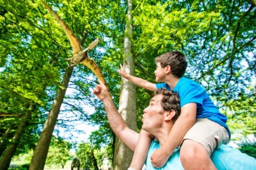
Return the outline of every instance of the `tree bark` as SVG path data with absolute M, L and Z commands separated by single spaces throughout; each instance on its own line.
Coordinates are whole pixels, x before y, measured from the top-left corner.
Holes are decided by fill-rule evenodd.
M 2 136 L 1 140 L 0 140 L 0 157 L 2 156 L 3 151 L 6 149 L 8 145 L 9 144 L 9 139 L 11 138 L 12 133 L 11 131 L 14 129 L 14 123 L 12 123 L 8 129 L 6 131 L 4 134 Z M 11 135 L 12 134 L 12 135 Z
M 57 92 L 51 111 L 44 123 L 40 138 L 34 151 L 29 170 L 44 169 L 54 127 L 55 126 L 60 107 L 65 96 L 66 90 L 68 85 L 73 69 L 73 67 L 68 67 L 66 70 L 62 83 L 62 86 L 64 88 L 59 88 Z
M 35 105 L 32 105 L 29 107 L 29 109 L 24 117 L 24 119 L 22 120 L 21 125 L 19 126 L 17 131 L 15 132 L 15 136 L 13 136 L 11 143 L 8 145 L 4 155 L 2 157 L 2 159 L 0 162 L 0 169 L 1 170 L 7 170 L 9 168 L 10 161 L 13 156 L 15 154 L 16 149 L 18 147 L 19 140 L 21 138 L 24 129 L 26 126 L 28 118 L 32 114 L 32 111 L 34 109 Z
M 132 4 L 127 1 L 127 18 L 125 32 L 123 67 L 131 75 L 134 75 L 134 59 L 132 55 Z M 118 111 L 127 122 L 128 126 L 136 129 L 136 86 L 125 78 L 122 78 L 121 92 Z M 113 158 L 113 169 L 127 169 L 132 160 L 133 152 L 119 138 L 116 138 Z

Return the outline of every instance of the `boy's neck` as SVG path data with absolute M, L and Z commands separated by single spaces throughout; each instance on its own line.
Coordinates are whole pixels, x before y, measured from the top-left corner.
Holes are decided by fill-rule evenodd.
M 169 78 L 166 80 L 165 83 L 167 84 L 172 89 L 174 89 L 181 78 L 174 77 L 172 75 L 171 75 L 168 78 Z

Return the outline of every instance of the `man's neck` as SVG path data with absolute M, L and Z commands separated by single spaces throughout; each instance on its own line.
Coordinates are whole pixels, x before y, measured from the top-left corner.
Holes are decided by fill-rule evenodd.
M 163 146 L 166 142 L 166 140 L 167 140 L 167 136 L 172 128 L 172 123 L 167 125 L 163 125 L 163 127 L 159 128 L 157 131 L 155 131 L 155 133 L 152 134 L 159 141 L 161 146 Z

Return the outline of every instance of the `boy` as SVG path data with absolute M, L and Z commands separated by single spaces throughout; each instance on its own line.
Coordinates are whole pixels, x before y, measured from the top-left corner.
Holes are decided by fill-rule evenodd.
M 151 91 L 166 88 L 177 92 L 181 98 L 181 114 L 167 137 L 167 144 L 151 157 L 156 168 L 163 167 L 175 149 L 181 146 L 181 161 L 185 169 L 217 169 L 210 159 L 215 148 L 228 143 L 230 133 L 227 117 L 219 113 L 204 89 L 196 82 L 183 77 L 187 67 L 185 56 L 179 52 L 165 53 L 156 59 L 154 84 L 125 72 L 118 73 L 128 81 Z M 141 131 L 130 169 L 141 169 L 147 156 L 151 134 Z

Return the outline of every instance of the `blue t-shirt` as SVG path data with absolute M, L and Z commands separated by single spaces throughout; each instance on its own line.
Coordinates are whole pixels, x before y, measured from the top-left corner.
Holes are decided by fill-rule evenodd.
M 172 89 L 166 83 L 156 84 L 156 88 Z M 214 105 L 205 90 L 197 83 L 185 77 L 182 77 L 173 91 L 176 92 L 181 98 L 181 107 L 188 103 L 196 103 L 196 118 L 207 118 L 224 127 L 230 138 L 230 131 L 226 123 L 228 118 L 221 114 Z
M 147 170 L 170 170 L 183 169 L 182 167 L 179 149 L 176 149 L 170 157 L 167 163 L 160 169 L 156 169 L 152 167 L 150 157 L 154 151 L 160 148 L 159 142 L 152 140 L 145 164 Z M 217 148 L 211 156 L 212 162 L 219 170 L 224 169 L 244 169 L 255 170 L 256 169 L 256 160 L 252 156 L 241 153 L 239 150 L 232 148 L 227 145 L 222 144 Z

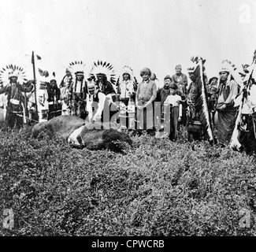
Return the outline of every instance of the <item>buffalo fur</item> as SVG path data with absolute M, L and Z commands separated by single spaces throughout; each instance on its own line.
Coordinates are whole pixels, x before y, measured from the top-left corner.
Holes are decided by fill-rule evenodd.
M 108 149 L 123 152 L 124 143 L 132 145 L 130 137 L 125 133 L 118 132 L 115 124 L 87 123 L 74 116 L 60 116 L 39 123 L 33 127 L 32 135 L 39 137 L 41 132 L 46 132 L 51 137 L 58 136 L 67 143 L 69 136 L 83 125 L 81 132 L 76 137 L 81 148 Z

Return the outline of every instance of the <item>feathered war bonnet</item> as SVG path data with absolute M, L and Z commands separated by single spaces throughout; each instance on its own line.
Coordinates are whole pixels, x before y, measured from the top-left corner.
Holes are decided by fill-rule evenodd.
M 120 76 L 120 79 L 122 81 L 124 80 L 124 73 L 128 73 L 130 76 L 130 80 L 132 80 L 132 82 L 135 82 L 133 71 L 129 66 L 124 65 L 122 69 L 121 74 Z
M 224 60 L 222 61 L 222 65 L 219 71 L 219 73 L 221 72 L 227 72 L 229 73 L 228 77 L 228 81 L 229 81 L 231 80 L 231 77 L 232 76 L 234 80 L 240 87 L 243 86 L 243 80 L 241 78 L 241 76 L 239 75 L 239 72 L 237 71 L 235 65 L 232 64 L 231 61 L 228 60 Z
M 6 65 L 6 68 L 0 70 L 0 82 L 3 83 L 4 86 L 9 82 L 9 79 L 13 76 L 17 77 L 17 82 L 20 84 L 28 80 L 24 69 L 15 65 Z
M 105 76 L 106 80 L 113 85 L 116 84 L 115 69 L 110 63 L 107 63 L 106 61 L 102 62 L 102 61 L 94 62 L 90 71 L 90 76 L 94 76 L 95 77 L 99 75 Z
M 204 64 L 206 63 L 206 60 L 202 59 L 199 56 L 191 57 L 191 65 L 189 68 L 187 68 L 188 74 L 194 74 L 195 76 L 200 76 L 200 65 L 198 64 L 199 61 L 202 60 L 202 71 L 204 71 Z

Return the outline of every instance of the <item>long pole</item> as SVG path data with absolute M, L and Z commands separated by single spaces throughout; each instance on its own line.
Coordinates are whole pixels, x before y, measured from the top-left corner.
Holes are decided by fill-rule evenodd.
M 32 51 L 32 62 L 33 65 L 33 75 L 34 75 L 34 80 L 35 80 L 35 57 L 34 57 L 34 51 Z M 37 98 L 36 98 L 36 82 L 35 83 L 35 120 L 38 121 L 39 120 L 39 110 L 38 110 L 38 106 L 37 106 Z

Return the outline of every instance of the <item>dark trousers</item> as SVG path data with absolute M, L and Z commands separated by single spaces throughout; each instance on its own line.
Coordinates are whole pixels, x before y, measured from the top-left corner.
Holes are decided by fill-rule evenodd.
M 8 127 L 13 128 L 15 125 L 17 128 L 23 126 L 23 114 L 22 113 L 9 112 L 7 113 Z

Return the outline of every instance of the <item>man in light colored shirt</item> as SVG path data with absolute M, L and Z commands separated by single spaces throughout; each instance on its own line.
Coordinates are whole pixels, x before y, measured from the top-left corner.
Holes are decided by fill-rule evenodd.
M 153 102 L 157 97 L 157 86 L 150 80 L 151 71 L 144 68 L 140 71 L 143 81 L 139 83 L 135 95 L 137 107 L 137 129 L 147 130 L 150 134 L 154 134 L 154 117 Z

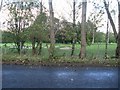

--------------------------------

> **AUFGABE**: Überführe sämtliche Datensätze oben in eine JSON-Liste von Zeichenketten, wobei jede Zeile eine eigene Zeichenkette bildet und Leerzeilen entfallen. Die Bilder bleiben in der Lösung unberücksichtigt.

> **MUSTERLÖSUNG**:
[
  "Return the outline of every instance of the `tree bark` as SVG path data with absolute M, L and Z commands separated by single spaces throughout; each instance on its own line.",
  "Coordinates are whole pixels, x before y, measured from the top-left corner.",
  "Holes are decided by fill-rule evenodd.",
  "M 2 136 L 1 140 L 0 140 L 0 157 L 2 156 L 3 151 L 6 149 L 8 145 L 9 144 L 9 139 L 11 138 L 12 133 L 11 131 L 14 129 L 14 123 L 12 123 L 8 129 L 6 131 L 4 134 Z M 11 135 L 12 134 L 12 135 Z",
  "M 57 92 L 51 111 L 44 123 L 40 138 L 34 151 L 29 170 L 44 169 L 54 127 L 55 126 L 60 107 L 65 96 L 66 90 L 68 85 L 73 69 L 73 67 L 68 67 L 66 70 L 62 83 L 62 86 L 64 88 L 59 88 Z",
  "M 35 105 L 32 105 L 29 107 L 29 109 L 24 117 L 24 119 L 22 120 L 21 125 L 19 126 L 17 131 L 15 132 L 15 136 L 13 136 L 11 143 L 8 145 L 4 155 L 2 157 L 2 159 L 0 162 L 0 169 L 1 170 L 7 170 L 9 168 L 10 161 L 13 156 L 15 154 L 16 149 L 18 147 L 19 140 L 21 138 L 24 129 L 26 126 L 28 118 L 32 114 L 32 111 L 34 109 Z",
  "M 132 4 L 127 1 L 127 18 L 125 32 L 123 67 L 131 75 L 134 75 L 134 59 L 132 55 Z M 118 111 L 127 122 L 128 126 L 136 129 L 136 86 L 125 78 L 122 78 L 121 92 Z M 113 158 L 113 169 L 127 169 L 132 160 L 133 152 L 119 138 L 116 138 Z",
  "Return the outline of every instance of the `boy's neck` as SVG path data with absolute M, L and Z commands separated by single spaces throughout; each instance on its own line.",
  "Coordinates are whole pixels, x before y, measured from the top-left corner.",
  "Holes are decided by fill-rule evenodd.",
  "M 169 78 L 166 80 L 165 83 L 167 84 L 172 89 L 174 89 L 181 78 L 174 77 L 172 75 L 171 75 L 168 78 Z",
  "Return the outline of every instance of the `man's neck` as SVG path data with absolute M, L and Z commands separated by single spaces throughout; each instance on its own line.",
  "Coordinates are whole pixels, x before y, measured from the top-left corner.",
  "Holes are decided by fill-rule evenodd.",
  "M 163 146 L 166 142 L 166 140 L 167 140 L 167 136 L 172 128 L 172 123 L 167 125 L 163 125 L 163 127 L 159 128 L 157 131 L 155 131 L 155 133 L 152 134 L 159 141 L 161 146 Z",
  "Return the outline of every instance of the `boy` as SVG path data with absolute M, L and Z commands separated by single spaces throughout; each instance on its own line.",
  "Coordinates are whole pixels, x before y, measured from the top-left corner.",
  "Holes are decided by fill-rule evenodd.",
  "M 151 91 L 166 88 L 177 92 L 181 98 L 181 114 L 167 137 L 167 144 L 151 157 L 156 168 L 163 167 L 175 149 L 181 146 L 181 161 L 185 169 L 217 169 L 210 159 L 215 148 L 228 143 L 230 133 L 227 117 L 219 113 L 204 89 L 196 82 L 183 77 L 187 67 L 185 56 L 179 52 L 165 53 L 156 59 L 154 84 L 125 72 L 118 73 L 128 81 Z M 141 131 L 130 169 L 141 169 L 147 156 L 151 134 Z",
  "Return the outline of every instance of the `blue t-shirt` as SVG path data with absolute M, L and Z commands separated by single spaces throughout; each instance on its own line.",
  "Coordinates are whole pixels, x before y, measured from the top-left corner.",
  "Holes are decided by fill-rule evenodd.",
  "M 172 89 L 166 83 L 156 84 L 156 88 Z M 214 105 L 205 90 L 197 83 L 185 77 L 182 77 L 173 91 L 176 92 L 181 98 L 181 107 L 188 103 L 196 103 L 196 118 L 207 118 L 224 127 L 230 138 L 230 131 L 226 123 L 228 118 L 221 114 Z",
  "M 147 170 L 170 170 L 183 169 L 182 167 L 179 149 L 176 149 L 170 157 L 167 163 L 160 169 L 156 169 L 152 167 L 150 157 L 154 151 L 160 148 L 159 142 L 152 140 L 145 164 Z M 217 148 L 211 156 L 212 162 L 219 170 L 224 169 L 244 169 L 255 170 L 256 169 L 256 160 L 252 156 L 241 153 L 239 150 L 232 148 L 227 145 L 222 144 Z",
  "Return the outline of every instance of the <item>buffalo fur</item> as SVG path data with absolute M, L and Z commands separated by single spaces throughout; each instance on its own line.",
  "Coordinates are whole pixels, x before y, measured from the top-left corner.",
  "Holes are decided by fill-rule evenodd.",
  "M 108 149 L 123 152 L 124 143 L 132 145 L 130 137 L 125 133 L 118 132 L 115 124 L 87 123 L 74 116 L 60 116 L 39 123 L 33 127 L 32 135 L 39 137 L 41 132 L 46 132 L 51 137 L 58 136 L 67 143 L 69 136 L 83 125 L 81 132 L 76 137 L 81 148 Z",
  "Return the outline of every instance of the <item>feathered war bonnet</item> as SVG path data with absolute M, L and Z commands separated by single spaces throughout; each instance on its own line.",
  "Coordinates are whole pixels, x before y, measured from the top-left corner.",
  "Holes are decided by fill-rule evenodd.",
  "M 120 76 L 120 79 L 122 81 L 124 80 L 124 73 L 128 73 L 130 76 L 130 80 L 132 80 L 132 82 L 135 82 L 133 71 L 129 66 L 124 65 L 122 69 L 121 74 Z",
  "M 224 60 L 222 61 L 222 65 L 219 71 L 219 73 L 221 72 L 227 72 L 229 73 L 228 77 L 228 81 L 229 81 L 231 80 L 231 77 L 232 76 L 234 80 L 240 87 L 243 86 L 243 80 L 241 78 L 241 76 L 239 75 L 239 72 L 237 71 L 235 65 L 232 64 L 231 61 L 228 60 Z",
  "M 6 65 L 6 68 L 0 70 L 0 82 L 3 83 L 4 86 L 9 82 L 9 79 L 13 76 L 17 77 L 17 82 L 20 84 L 28 80 L 24 69 L 15 65 Z",
  "M 105 76 L 106 80 L 113 85 L 116 84 L 115 69 L 110 63 L 107 63 L 106 61 L 102 62 L 102 61 L 94 62 L 90 71 L 90 76 L 94 76 L 95 77 L 99 75 Z",
  "M 204 64 L 206 63 L 206 60 L 202 59 L 199 56 L 191 57 L 191 65 L 189 68 L 187 68 L 188 74 L 194 74 L 195 76 L 200 76 L 200 65 L 198 64 L 199 61 L 202 60 L 202 71 L 204 71 Z",
  "Return the outline of every instance of the <item>long pole</item> as SVG path data with absolute M, L and Z commands separated by single spaces throughout; each instance on its own line.",
  "Coordinates are whole pixels, x before y, measured from the top-left corner.",
  "Holes are decided by fill-rule evenodd.",
  "M 32 51 L 32 62 L 33 65 L 33 75 L 34 75 L 34 80 L 35 80 L 35 57 L 34 57 L 34 51 Z M 37 98 L 36 98 L 36 82 L 35 83 L 35 120 L 38 121 L 39 120 L 39 110 L 38 110 L 38 106 L 37 106 Z",
  "Return the outline of every instance of the <item>dark trousers</item> as SVG path data with absolute M, L and Z commands separated by single spaces throughout; each instance on its own line.",
  "Coordinates are whole pixels, x before y, measured from the top-left corner.",
  "Holes are decided by fill-rule evenodd.",
  "M 8 127 L 13 128 L 15 125 L 17 128 L 23 126 L 23 114 L 22 113 L 9 112 L 7 113 Z",
  "Return the outline of every instance of the <item>man in light colored shirt</item> as SVG path data with absolute M, L and Z commands separated by single spaces throughout; each instance on its own line.",
  "Coordinates are whole pixels, x before y, measured from the top-left corner.",
  "Holes are decided by fill-rule evenodd.",
  "M 153 102 L 157 97 L 157 86 L 150 80 L 151 71 L 144 68 L 140 71 L 143 81 L 139 83 L 135 95 L 137 107 L 137 129 L 147 130 L 150 134 L 154 134 L 154 117 Z"
]